§ WHAT THE EXERCISE ASKS
Reproduce everything from the row containing "target: <item>map stack of pages</item>" down to the end of the rows, swapping "fill_convention" for "fill_rule" and changing nothing else. Leave the pictures out.

'''

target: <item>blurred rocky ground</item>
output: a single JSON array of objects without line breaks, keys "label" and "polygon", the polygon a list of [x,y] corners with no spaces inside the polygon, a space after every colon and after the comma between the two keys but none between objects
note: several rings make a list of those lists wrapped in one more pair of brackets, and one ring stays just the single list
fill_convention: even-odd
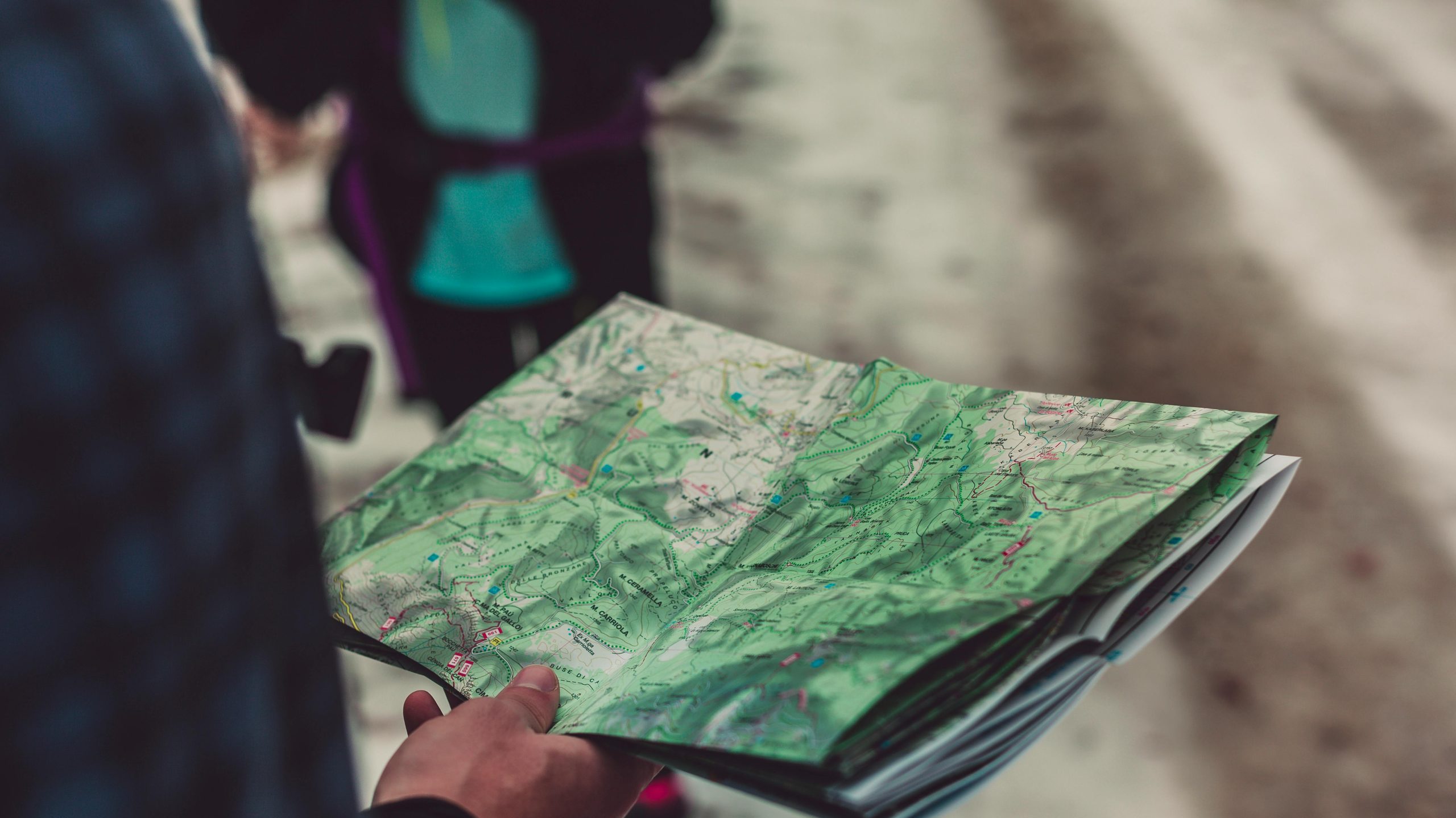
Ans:
[{"label": "blurred rocky ground", "polygon": [[[1230,573],[955,814],[1456,815],[1456,6],[724,17],[658,93],[670,306],[946,380],[1278,412],[1306,457]],[[323,169],[258,185],[284,322],[379,348]],[[310,441],[320,512],[430,440],[395,393],[380,367],[358,440]],[[367,793],[416,684],[345,667]]]}]

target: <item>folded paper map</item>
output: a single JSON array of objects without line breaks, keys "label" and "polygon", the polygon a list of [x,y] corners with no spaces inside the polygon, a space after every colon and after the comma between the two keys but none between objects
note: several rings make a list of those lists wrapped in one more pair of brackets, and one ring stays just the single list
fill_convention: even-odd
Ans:
[{"label": "folded paper map", "polygon": [[619,297],[333,517],[341,640],[821,815],[927,814],[1273,509],[1274,416],[986,389]]}]

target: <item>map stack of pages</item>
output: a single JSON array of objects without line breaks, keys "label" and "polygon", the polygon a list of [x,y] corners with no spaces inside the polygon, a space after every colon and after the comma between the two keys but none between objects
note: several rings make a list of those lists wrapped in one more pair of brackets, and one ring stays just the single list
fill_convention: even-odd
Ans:
[{"label": "map stack of pages", "polygon": [[339,640],[815,815],[930,815],[1229,565],[1273,415],[939,381],[619,297],[333,517]]}]

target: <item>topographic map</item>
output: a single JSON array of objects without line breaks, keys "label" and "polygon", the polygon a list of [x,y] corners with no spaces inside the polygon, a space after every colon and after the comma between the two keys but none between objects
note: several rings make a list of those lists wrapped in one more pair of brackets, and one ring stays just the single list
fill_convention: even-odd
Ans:
[{"label": "topographic map", "polygon": [[333,616],[556,732],[817,763],[929,661],[1109,588],[1271,415],[957,386],[619,297],[325,527]]}]

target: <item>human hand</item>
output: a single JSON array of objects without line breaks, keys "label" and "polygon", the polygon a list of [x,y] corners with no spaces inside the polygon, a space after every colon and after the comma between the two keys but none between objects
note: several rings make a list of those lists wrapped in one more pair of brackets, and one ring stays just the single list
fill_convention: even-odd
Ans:
[{"label": "human hand", "polygon": [[430,693],[405,699],[409,738],[384,766],[374,805],[450,801],[476,818],[620,818],[661,769],[584,738],[546,735],[561,686],[529,665],[494,699],[448,715]]}]

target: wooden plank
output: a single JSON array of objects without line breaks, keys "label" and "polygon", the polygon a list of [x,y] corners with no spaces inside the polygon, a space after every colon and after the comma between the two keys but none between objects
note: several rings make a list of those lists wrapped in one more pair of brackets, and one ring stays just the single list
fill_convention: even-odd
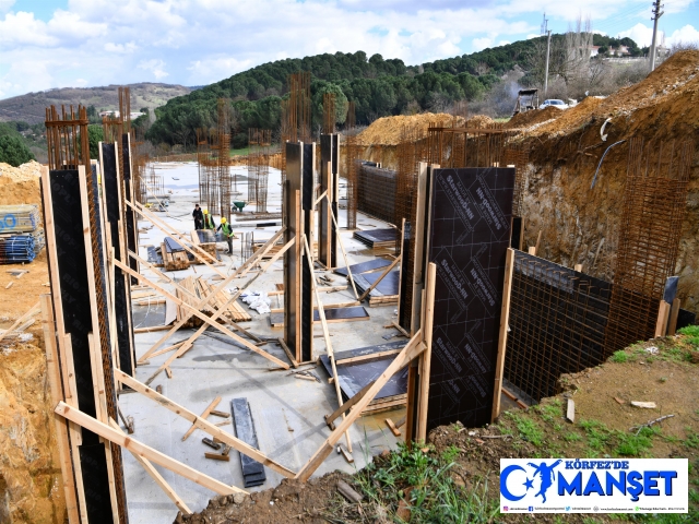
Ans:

'''

§ TASK RESPONSE
target: <item>map stack of pages</item>
output: a single JSON array of objects without line breaks, keys "label" and "polygon", the polygon a list of [x,y] corners with no spaces inside the polygon, a space after every colon and after the comma between the two keys but none between objects
note: several rings make a list of those lists wrapped in one more pair of brackets, and one ring stays just the single list
fill_rule: even-odd
Ans:
[{"label": "map stack of pages", "polygon": [[339,640],[815,815],[930,815],[1229,565],[1273,415],[939,381],[619,297],[333,517]]}]

target: <item>topographic map</item>
output: a single JSON array of objects without line breaks, keys "label" and "polygon", the polygon a list of [x,y] corners with no spaces inside the polygon, a space after every colon and after the comma between the two keys but none between objects
note: several rings make a list of those lists wrapped in one more pair of brackets, and one ring stays just the single list
fill_rule: even-odd
Ans:
[{"label": "topographic map", "polygon": [[333,616],[556,732],[817,763],[929,661],[1109,588],[1271,415],[957,386],[619,297],[325,527]]}]

target: <item>human hand</item>
output: a single JSON array of objects without line breaks, keys "label" and "polygon", the polygon a list of [x,y] corners with no spaces inside the polygon, a space after every colon and after the comma between the two keys but none between objects
note: several rings make a list of those lists wrapped in one more pair of brackets, and one ring stays just the single list
fill_rule: even-odd
Ans:
[{"label": "human hand", "polygon": [[430,693],[405,699],[409,738],[384,766],[374,805],[450,801],[476,818],[620,818],[661,769],[584,738],[546,735],[561,686],[529,665],[494,699],[448,715]]}]

target: wooden plank
output: a single JSON array of objects without line breaks, keys "label" and "polygon", the polygon a list of [x,y] corners with no spaces inside the polygon, a space after every colon and after the comma between the two keys but none between objects
note: several rings make a list of those lists wrapped in one more pair of brackets, and one ring stays just the single list
fill_rule: even-odd
Ans:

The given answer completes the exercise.